* **Task directions**
Line by line, restate the listing below without any change.
--
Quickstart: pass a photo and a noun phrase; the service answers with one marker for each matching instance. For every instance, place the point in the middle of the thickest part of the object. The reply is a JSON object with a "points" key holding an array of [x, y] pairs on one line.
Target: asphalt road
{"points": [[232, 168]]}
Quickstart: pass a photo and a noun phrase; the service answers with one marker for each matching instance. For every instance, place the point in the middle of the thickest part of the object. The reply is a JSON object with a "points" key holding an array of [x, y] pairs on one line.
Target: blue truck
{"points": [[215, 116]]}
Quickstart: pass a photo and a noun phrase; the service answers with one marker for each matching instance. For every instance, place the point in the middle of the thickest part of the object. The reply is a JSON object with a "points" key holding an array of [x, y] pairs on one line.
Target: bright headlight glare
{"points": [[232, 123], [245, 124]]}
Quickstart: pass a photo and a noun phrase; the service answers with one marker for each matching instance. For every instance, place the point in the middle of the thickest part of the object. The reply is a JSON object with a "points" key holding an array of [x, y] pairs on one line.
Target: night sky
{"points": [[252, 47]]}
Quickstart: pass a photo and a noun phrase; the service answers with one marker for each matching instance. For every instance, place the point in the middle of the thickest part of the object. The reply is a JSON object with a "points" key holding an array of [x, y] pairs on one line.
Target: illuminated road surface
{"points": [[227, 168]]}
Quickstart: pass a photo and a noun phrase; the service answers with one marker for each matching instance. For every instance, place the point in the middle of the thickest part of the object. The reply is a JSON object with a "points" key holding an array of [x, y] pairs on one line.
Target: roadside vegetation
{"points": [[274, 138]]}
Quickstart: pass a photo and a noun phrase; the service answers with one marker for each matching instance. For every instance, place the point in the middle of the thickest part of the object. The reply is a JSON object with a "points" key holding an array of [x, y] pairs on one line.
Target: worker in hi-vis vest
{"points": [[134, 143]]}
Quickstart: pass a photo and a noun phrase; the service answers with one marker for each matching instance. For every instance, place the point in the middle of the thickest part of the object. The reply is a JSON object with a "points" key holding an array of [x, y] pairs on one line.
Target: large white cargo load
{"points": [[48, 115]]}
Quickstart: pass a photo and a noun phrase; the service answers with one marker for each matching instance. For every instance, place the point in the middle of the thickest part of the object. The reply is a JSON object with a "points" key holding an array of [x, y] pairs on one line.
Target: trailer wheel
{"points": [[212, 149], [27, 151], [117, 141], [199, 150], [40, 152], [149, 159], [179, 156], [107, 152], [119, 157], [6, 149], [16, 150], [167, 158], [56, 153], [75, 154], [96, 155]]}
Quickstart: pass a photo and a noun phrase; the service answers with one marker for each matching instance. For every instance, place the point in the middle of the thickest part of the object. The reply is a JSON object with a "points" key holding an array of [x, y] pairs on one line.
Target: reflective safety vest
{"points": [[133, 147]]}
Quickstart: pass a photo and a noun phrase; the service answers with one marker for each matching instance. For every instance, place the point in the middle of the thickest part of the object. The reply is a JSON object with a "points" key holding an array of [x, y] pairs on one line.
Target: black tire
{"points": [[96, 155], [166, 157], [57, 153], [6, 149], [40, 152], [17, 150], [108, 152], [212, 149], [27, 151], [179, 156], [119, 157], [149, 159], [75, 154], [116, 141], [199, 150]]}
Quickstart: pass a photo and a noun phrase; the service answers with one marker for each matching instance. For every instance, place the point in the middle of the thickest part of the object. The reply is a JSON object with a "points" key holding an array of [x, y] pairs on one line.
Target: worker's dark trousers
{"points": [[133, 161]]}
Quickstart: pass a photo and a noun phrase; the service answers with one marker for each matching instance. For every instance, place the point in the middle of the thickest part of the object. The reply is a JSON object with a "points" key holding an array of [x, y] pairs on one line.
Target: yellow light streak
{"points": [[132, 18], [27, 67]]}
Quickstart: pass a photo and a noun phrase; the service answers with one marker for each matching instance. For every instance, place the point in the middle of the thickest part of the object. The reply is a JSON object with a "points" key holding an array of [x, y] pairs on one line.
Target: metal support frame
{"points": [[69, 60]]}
--
* **Response**
Quickstart: pass a photo and a noun phrase; the service answers with one marker for each matching instance. For every instance, place the point in the middle of the thickest part of the object. The reply is a JSON object with a "points" key holding an array of [x, y] pairs on one line.
Target: asphalt road
{"points": [[232, 168]]}
Quickstart: pass a photo and a noun phrase; the service answers with one marker for each matching instance. For every instance, place the point in the middle of the thickest part of the object. The reply is a JSON object with a "points" key holding an array of [x, y] pairs on one line.
Target: blue truck
{"points": [[215, 116]]}
Quickstart: pass a photo and a noun phrase; the service answers with one marker for each matching instance. For every instance, place the point in the middle of the thickest part of the object. The reply is a JSON object with a "points" key holding an array of [x, y] pairs on one line.
Target: bright headlight glare
{"points": [[232, 123], [245, 124]]}
Quickstart: pass a photo and a noun phrase; the service answers with one marker for each matching instance. For every instance, place the point in the middle of the thickest part of the object. The reply is a JSON object with a "points" key holding an array of [x, y] pairs on one line.
Target: night sky
{"points": [[252, 47]]}
Quickstart: pass a photo and a noun phrase; the service answers with one marker for each matching instance. For every instance, place the point in the middle of the thickest part of the object. The reply is a JSON object with a "points" key holding an array of [x, y] pairs on one line.
Target: illuminated road surface
{"points": [[227, 168]]}
Quickstart: pass a photo and a noun phrase; the service answers with one marker for each matching instance. For every instance, place the point in the middle of the thickest part of the object. The reply is a JSON object with a "points" key holding an array of [x, y] pairs on one line.
Target: roadside vegetation
{"points": [[274, 138]]}
Quickstart: pass a photo and a noun phrase; the service answers with one marker for each matching instance. For every instance, place the point in the middle of the thickest part of the object. The reply is a JSON object with a "points" key holding an array of [x, y] pairs on one line.
Target: worker in hi-vis vest
{"points": [[134, 143]]}
Quickstart: pass a photo and a noun phrase; the service answers with one marker for each matching instance. For every instance, place the point in the middle of the thickest part of the object. The reply is a JSON object with a "points" key holding an array of [x, y] pairs on one line.
Target: large white cargo load
{"points": [[48, 115]]}
Quickstart: pass a photo and a noun phrase; the service answers with one marker for each matching instance. For every instance, place the point in the middle of the thickest part of the object. The reply is a JSON object with a "points" key holding an array of [x, y] pairs on one line.
Target: trailer wheel
{"points": [[212, 149], [27, 151], [117, 141], [199, 150], [40, 152], [149, 159], [179, 156], [107, 152], [119, 157], [6, 149], [16, 150], [167, 158], [56, 153], [75, 154], [96, 155]]}
Quickstart: pass a photo and a noun phrase; the service answers with one marker for each matching instance. For every instance, place the point in the middle of the thickest part of the object. The reply is a JSON object with a "points" key holding an array of [x, y] pairs on one line.
Target: reflective safety vest
{"points": [[133, 147]]}
Quickstart: pass a photo and a noun phrase; the service answers with one marker for each matching instance. For every instance, place the point in the middle of the thickest part of the object. The reply is a JSON object with a "points" key holding an array of [x, y] pairs on one line.
Target: black tire
{"points": [[96, 155], [166, 157], [57, 153], [6, 149], [40, 152], [17, 150], [108, 152], [212, 149], [27, 151], [179, 156], [119, 157], [149, 159], [75, 154], [116, 141], [199, 150]]}
Quickstart: pass a photo and a noun phrase; the service answers with one marker for each matching instance. For every instance, place the point in the middle of the thickest part of the object. The reply is a JSON object with a "points" key holding an array of [x, y] pairs on one line.
Target: worker's dark trousers
{"points": [[133, 161]]}
Quickstart: pass a photo and a noun phrase; the service answers with one marker for each matching instance. For every instance, place the point in the middle of the thickest part of the object. The reply is a JSON object with a "points" key holding an array of [x, y] pairs on one line.
Target: yellow light streak
{"points": [[132, 18], [27, 67]]}
Quickstart: pass a photo and a noun phrase; the service answers with one marker for each matching instance. For every instance, place the point in the middle of the thickest part of the object. The reply is a JSON object with a "points" key holding an array of [x, y] pairs on one line.
Target: metal support frame
{"points": [[69, 60]]}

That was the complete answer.